== OBJECTIVES ==
1. Write out the ParallelGC review message word for word, between "Wed Sep 21 09:18:45" and "cross region boundaries.", inclusive.
2. Pick up the ParallelGC review message at its last sentence and continue it from there.

RFR: 8292296: Use multiple threads to process ParallelGC deferred updates [v2]

Wed Sep 21 09:18:45 UTC 2022

On Wed, 21 Sep 2022 08:23:05 GMT, Nick Gasson <ngasson at openjdk.org> wrote:

>> This is a follow-up to an initial patch I posted a while back to hotspot-gc-dev:
>> 
>> https://mail.openjdk.org/pipermail/hotspot-gc-dev/2022-August/039905.html
>> 
>> The problem here is that some applications including SPECjbb spend a lot of time in the "Deferred Updates" stage of parallel compaction if they happen to generate a lot of objects that cross region boundaries.
>> 
>> The patch above is parallelising the existing serial processing of deferred updates on the main VM thread.  However I think we can solve this in a simpler way by instead having each GC worker thread keep a private list of the deferred objects it encountered during compaction, and then once all regions have been compacted, process its private list of deferred updates.
>> 
>> We know that `compaction_with_stealing_work()` won't return until all regions have been compacted because otherwise
>> `terminator->offer_termination()` would return false and the worker thread would attempt to steal tasks from another thread.
>> 
>> The advantage of this approach over a separate parallel deferred updates step is that we don't have to worry about adding heuristics for when and how many worker threads to start up, which has the potential to cause regressions in some cases.  Processing the deferred objects on the worker thread shouldn't be any slower than the existing serial scan on the VM thread, even if all the deferred objects end up on the queue of one thread (there's no attempt to balance or work-steal between threads).  We also avoid having to scan each region for deferred objects in the common case where there are none in a space.

Records
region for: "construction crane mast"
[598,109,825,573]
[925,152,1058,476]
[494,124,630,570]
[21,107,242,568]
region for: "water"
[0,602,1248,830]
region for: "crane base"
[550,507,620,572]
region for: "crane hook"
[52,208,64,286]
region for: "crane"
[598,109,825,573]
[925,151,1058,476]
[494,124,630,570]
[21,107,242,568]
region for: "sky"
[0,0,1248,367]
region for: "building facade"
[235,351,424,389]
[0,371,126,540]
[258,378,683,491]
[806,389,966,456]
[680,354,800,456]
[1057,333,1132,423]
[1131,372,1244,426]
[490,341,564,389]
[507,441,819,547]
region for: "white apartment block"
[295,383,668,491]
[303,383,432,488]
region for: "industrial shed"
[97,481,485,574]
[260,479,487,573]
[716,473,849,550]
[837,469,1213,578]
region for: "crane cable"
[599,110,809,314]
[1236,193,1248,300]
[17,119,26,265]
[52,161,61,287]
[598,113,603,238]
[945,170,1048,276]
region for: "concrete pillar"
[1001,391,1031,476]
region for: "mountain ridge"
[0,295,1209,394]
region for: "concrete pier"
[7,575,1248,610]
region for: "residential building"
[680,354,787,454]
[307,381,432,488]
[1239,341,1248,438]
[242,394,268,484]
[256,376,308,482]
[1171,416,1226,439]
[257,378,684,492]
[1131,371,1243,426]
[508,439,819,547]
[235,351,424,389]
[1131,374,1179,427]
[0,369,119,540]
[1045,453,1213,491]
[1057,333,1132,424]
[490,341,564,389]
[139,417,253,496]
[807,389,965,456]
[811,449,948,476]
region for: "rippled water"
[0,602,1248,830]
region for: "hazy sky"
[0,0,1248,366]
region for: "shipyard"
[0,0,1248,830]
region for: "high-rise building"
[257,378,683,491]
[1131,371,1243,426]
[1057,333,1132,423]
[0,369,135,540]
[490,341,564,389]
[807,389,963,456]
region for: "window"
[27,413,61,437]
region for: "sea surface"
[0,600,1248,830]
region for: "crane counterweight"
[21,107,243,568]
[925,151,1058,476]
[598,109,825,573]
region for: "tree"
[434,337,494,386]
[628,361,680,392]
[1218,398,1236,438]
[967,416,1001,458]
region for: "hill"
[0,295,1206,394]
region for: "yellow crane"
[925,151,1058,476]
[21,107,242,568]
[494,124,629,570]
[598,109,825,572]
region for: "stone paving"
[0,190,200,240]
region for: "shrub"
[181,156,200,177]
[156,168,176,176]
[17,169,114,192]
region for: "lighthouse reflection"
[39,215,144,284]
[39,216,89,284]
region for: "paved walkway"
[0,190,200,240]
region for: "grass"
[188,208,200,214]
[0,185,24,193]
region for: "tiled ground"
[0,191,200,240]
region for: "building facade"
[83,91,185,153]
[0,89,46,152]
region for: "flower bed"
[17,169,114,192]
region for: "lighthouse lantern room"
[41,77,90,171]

== TASK RESPONSES ==
1.
Wed Sep 21 09:18:45 UTC 2022

On Wed, 21 Sep 2022 08:23:05 GMT, Nick Gasson <ngasson at openjdk.org> wrote:

>> This is a follow-up to an initial patch I posted a while back to hotspot-gc-dev:
>> 
>> https://mail.openjdk.org/pipermail/hotspot-gc-dev/2022-August/039905.html
>> 
>> The problem here is that some applications including SPECjbb spend a lot of time in the "Deferred Updates" stage of parallel compaction if they happen to generate a lot of objects that cross region boundaries.

2.
>> 
>> The new per-thread deferred objects list is dynamically allocated but its size is bounded by the number of 512k heap regions as we will push at most one pointer per region.
>> 
>> With SPECjbb on AWS c7g.16xlarge I see median full GC pause times reduce by around 20% with a corresponding ~1% increase in critical-jOPS averaged over several runs.  On the "derby" benchmark from SPECjvm I also see an improvement in median full GC pause times of around 11%.  I tried a variety of other benchmarks from Dacapo and SPECjvm but I couldn't see any other significant effect: it seems quite dependent on the type and size of objects allocated.
>> 
>> Tested tier1-3 with -XX:+UseParallelGC.
>
> Nick Gasson has updated the pull request incrementally with one additional commit since the last revision:
> 
>   Make assert more strict

Marked as reviewed by tschatzl (Reviewer).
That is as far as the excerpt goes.